[Data items]
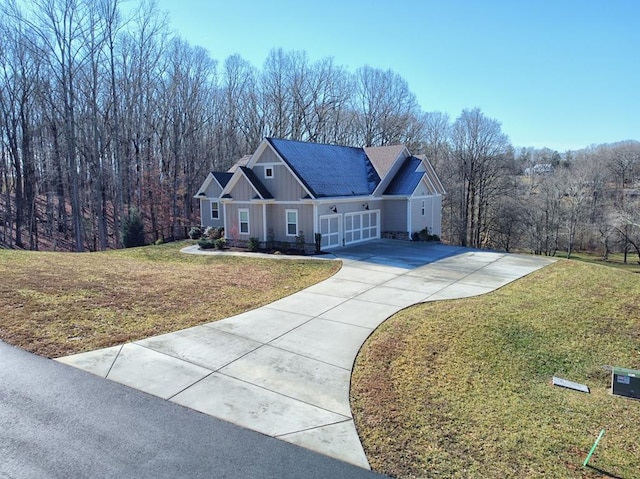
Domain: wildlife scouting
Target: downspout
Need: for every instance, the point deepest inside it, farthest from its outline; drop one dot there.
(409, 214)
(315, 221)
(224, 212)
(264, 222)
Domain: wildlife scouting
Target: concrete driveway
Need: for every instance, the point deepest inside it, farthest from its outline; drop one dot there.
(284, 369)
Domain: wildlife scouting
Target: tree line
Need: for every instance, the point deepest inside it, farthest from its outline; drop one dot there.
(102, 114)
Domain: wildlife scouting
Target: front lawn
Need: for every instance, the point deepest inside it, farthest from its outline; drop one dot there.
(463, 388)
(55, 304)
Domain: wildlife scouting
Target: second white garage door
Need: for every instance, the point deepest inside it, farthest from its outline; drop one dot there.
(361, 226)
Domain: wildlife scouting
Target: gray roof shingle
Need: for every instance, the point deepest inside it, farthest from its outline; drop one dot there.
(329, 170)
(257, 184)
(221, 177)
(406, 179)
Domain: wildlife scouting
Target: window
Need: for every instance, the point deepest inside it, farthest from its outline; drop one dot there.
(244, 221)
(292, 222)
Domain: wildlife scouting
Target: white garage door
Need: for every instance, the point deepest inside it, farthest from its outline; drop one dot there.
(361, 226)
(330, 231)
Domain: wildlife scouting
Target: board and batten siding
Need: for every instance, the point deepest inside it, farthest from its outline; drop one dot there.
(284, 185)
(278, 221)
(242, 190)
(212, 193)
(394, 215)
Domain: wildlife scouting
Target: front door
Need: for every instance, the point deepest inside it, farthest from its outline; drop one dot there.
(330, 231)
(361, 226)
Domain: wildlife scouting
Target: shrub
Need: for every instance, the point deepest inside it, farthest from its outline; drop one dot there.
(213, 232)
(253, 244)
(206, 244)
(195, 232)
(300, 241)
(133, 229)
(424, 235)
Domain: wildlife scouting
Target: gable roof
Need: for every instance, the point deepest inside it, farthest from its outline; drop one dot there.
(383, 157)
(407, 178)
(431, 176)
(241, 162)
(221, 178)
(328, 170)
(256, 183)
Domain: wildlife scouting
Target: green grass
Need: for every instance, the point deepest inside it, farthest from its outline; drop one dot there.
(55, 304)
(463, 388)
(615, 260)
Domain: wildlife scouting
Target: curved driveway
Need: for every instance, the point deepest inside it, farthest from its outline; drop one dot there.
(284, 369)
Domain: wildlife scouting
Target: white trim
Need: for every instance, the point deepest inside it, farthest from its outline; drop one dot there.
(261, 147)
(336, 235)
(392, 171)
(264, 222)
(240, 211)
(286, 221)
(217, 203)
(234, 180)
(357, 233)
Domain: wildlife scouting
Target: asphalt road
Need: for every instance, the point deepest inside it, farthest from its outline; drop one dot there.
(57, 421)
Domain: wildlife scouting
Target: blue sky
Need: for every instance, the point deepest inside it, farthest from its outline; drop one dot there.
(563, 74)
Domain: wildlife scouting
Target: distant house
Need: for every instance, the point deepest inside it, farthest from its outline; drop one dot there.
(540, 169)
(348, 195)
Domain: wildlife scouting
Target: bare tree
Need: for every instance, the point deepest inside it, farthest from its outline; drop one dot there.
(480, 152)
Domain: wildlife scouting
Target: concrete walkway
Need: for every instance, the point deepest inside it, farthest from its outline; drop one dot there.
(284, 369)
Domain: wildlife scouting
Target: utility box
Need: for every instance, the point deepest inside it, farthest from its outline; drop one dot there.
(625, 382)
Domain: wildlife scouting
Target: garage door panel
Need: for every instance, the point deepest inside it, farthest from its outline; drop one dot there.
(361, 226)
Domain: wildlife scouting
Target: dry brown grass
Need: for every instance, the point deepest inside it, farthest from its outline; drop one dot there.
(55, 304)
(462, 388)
--
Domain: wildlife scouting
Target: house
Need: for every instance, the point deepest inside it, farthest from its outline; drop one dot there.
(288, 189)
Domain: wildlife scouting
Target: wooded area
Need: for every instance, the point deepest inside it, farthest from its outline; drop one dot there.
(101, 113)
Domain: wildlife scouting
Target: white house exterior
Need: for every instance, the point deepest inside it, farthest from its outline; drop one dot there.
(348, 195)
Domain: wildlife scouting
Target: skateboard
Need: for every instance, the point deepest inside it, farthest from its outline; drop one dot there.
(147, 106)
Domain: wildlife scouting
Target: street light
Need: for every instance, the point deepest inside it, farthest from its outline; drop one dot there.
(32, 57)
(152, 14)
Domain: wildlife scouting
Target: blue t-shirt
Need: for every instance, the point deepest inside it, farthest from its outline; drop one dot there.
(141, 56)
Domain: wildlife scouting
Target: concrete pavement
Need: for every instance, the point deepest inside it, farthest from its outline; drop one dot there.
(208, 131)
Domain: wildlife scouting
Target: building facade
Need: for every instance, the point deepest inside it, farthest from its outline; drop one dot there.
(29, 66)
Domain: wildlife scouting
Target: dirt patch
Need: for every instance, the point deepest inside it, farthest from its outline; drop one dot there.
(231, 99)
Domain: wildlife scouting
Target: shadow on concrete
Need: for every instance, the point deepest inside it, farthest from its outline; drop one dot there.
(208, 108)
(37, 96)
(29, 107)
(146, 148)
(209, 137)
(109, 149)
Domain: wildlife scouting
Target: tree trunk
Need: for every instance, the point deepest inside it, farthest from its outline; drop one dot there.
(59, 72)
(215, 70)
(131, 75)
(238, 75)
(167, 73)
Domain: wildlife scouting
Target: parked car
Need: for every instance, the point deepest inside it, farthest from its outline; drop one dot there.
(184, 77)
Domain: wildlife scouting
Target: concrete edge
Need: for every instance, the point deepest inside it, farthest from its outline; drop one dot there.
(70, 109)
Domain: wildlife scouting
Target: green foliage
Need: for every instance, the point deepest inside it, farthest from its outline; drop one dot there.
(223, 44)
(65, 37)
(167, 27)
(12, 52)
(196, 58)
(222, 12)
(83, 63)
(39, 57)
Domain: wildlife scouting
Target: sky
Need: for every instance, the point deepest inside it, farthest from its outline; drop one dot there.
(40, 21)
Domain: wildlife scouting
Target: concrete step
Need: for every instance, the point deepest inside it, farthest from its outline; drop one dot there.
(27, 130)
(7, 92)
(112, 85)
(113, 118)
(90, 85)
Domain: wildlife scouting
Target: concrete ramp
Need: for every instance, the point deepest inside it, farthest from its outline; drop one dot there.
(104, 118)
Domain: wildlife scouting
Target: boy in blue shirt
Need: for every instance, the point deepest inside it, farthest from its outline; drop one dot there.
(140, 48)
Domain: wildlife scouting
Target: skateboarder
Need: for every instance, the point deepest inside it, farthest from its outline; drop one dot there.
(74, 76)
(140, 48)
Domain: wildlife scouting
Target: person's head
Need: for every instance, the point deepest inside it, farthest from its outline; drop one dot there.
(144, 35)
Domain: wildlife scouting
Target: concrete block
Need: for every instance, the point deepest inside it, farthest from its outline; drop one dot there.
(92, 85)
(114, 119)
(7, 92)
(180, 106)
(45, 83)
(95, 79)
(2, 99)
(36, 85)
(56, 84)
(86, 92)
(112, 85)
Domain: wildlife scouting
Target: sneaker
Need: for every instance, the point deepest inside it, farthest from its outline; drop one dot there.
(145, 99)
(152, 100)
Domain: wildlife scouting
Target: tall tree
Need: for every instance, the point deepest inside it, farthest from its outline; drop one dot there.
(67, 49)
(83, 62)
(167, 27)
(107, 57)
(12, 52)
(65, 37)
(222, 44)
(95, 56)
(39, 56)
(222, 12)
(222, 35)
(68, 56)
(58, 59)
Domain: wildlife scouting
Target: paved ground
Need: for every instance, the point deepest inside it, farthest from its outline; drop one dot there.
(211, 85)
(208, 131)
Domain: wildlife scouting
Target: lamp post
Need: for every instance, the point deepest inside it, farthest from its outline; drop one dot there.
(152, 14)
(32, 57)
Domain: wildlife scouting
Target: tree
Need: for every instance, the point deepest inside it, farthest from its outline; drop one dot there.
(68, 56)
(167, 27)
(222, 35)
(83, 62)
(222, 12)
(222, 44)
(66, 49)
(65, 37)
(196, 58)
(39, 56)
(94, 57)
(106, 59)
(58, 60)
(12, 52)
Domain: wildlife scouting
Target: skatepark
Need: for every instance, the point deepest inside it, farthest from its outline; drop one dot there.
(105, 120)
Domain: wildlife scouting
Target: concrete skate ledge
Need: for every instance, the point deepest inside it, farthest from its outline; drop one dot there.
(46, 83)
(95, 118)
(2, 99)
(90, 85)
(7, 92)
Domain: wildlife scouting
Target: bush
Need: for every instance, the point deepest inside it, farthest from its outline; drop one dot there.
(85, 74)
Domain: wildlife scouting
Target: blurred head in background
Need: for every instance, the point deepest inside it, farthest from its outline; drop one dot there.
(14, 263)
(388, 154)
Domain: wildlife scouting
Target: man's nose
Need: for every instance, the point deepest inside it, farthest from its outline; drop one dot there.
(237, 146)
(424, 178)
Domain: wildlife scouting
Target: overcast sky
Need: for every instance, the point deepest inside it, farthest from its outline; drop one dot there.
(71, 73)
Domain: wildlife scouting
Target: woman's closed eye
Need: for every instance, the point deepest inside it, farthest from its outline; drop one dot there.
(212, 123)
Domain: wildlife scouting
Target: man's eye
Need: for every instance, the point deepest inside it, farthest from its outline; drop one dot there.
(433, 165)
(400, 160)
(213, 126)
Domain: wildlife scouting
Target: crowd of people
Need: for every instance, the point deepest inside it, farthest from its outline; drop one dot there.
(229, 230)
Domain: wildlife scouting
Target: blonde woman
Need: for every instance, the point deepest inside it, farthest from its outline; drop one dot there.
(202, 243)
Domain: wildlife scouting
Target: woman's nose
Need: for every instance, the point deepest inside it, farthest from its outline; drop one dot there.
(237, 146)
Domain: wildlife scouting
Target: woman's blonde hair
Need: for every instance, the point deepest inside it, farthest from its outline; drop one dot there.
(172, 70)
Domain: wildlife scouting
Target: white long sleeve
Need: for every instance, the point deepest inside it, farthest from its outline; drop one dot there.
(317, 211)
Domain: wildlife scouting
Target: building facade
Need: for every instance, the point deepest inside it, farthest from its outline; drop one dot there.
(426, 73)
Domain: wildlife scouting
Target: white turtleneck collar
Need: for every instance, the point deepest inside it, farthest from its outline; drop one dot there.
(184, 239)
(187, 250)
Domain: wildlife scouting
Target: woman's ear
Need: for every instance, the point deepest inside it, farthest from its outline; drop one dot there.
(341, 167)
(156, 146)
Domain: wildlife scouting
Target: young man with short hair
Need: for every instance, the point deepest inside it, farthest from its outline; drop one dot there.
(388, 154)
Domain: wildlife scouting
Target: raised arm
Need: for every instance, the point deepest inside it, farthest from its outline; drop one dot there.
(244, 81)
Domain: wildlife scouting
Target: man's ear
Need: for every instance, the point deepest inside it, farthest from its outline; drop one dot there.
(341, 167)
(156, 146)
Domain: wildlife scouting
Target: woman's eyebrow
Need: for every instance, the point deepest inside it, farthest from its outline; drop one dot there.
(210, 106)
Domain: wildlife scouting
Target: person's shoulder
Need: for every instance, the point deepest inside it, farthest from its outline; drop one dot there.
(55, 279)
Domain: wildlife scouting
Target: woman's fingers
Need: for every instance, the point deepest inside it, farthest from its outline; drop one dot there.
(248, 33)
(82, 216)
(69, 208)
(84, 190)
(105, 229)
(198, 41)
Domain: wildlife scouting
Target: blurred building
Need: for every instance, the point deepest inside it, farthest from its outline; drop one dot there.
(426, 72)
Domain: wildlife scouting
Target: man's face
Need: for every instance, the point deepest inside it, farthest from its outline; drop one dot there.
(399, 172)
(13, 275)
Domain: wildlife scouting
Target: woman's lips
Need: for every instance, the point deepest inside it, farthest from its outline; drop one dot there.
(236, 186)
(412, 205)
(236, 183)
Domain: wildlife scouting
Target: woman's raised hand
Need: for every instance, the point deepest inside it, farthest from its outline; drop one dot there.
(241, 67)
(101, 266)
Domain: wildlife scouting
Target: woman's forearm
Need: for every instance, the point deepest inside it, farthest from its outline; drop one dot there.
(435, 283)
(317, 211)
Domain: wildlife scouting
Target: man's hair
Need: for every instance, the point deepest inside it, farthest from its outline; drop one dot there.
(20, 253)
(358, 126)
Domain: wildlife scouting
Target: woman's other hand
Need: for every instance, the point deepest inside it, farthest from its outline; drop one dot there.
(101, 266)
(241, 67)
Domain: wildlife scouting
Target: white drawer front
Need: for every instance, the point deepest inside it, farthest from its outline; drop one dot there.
==
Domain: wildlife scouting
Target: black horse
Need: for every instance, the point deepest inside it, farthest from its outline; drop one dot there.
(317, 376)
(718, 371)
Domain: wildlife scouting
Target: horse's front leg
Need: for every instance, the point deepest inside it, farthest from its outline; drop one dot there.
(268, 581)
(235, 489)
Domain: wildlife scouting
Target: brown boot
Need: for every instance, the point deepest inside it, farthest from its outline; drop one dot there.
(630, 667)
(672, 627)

## GIVEN REQUEST:
Report how many lines of the records contain the string "house", counting only case-sensitive matches. Give the number alone.

## OUTPUT FOR THIS TASK:
3